--- WHAT IS NEEDED ---
Write out every line of the listing below as a JSON list of strings, one string per line, leaving out blank lines.

--- LISTED ENTRIES ---
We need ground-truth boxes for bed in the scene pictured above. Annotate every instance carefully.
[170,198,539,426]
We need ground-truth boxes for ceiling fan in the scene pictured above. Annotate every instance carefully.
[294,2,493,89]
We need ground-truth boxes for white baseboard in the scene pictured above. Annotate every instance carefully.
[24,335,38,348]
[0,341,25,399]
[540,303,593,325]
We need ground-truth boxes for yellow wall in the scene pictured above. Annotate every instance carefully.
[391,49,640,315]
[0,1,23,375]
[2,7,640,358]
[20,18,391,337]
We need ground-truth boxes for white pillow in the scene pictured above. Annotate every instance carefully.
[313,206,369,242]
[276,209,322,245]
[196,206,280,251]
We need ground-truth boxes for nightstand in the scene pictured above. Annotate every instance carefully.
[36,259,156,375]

--- TASK RESULT ---
[
  "We need ground-truth boxes for bed in the scene pictured above. Annotate every instance carefully.",
  "[170,198,539,426]",
  "We need ground-truth boxes for ceiling fan in the scene pictured above. Annotate every instance carefully.",
  "[294,2,493,89]",
  "We need ground-truth boxes for white baseboard in the scene pictured above. Annotate every instance carefully.",
  "[24,335,38,348]",
  "[0,341,25,399]",
  "[540,303,593,325]",
  "We need ground-truth boxes for yellow wall in the scene pictured above. Annotate every instance carefully.",
  "[391,49,640,315]",
  "[0,1,23,375]",
  "[2,7,640,358]",
  "[20,18,391,337]",
  "We need ground-truth boxes for white pillow in the scene pictured above. Annotate every instance carefully.",
  "[313,206,369,242]",
  "[276,209,322,245]",
  "[196,206,280,251]",
  "We need ground-truth boxes for nightstand in the scene pictured above. Annotate every instance carefully.",
  "[36,259,156,375]"
]